begin

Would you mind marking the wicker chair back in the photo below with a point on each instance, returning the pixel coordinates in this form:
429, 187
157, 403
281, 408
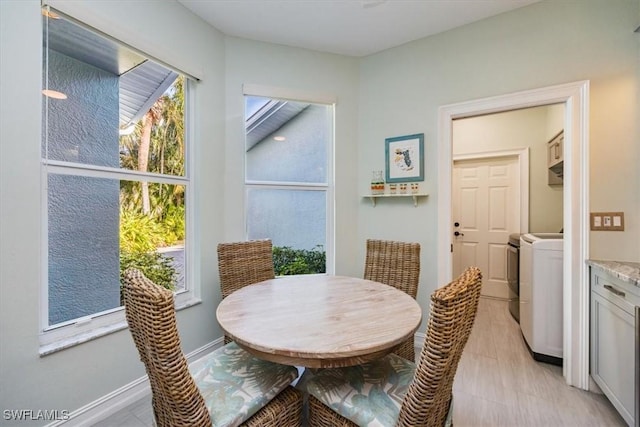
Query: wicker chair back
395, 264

end

> Work to complete
Print the lines above word for word, from the first line through the last one, leaving out the picture.

> Reply
Would you mind marking the wicker chair back in the photo below with a point on each instance, returning the pixel coordinates in this form:
429, 187
157, 403
281, 408
Query: wicker chair back
395, 264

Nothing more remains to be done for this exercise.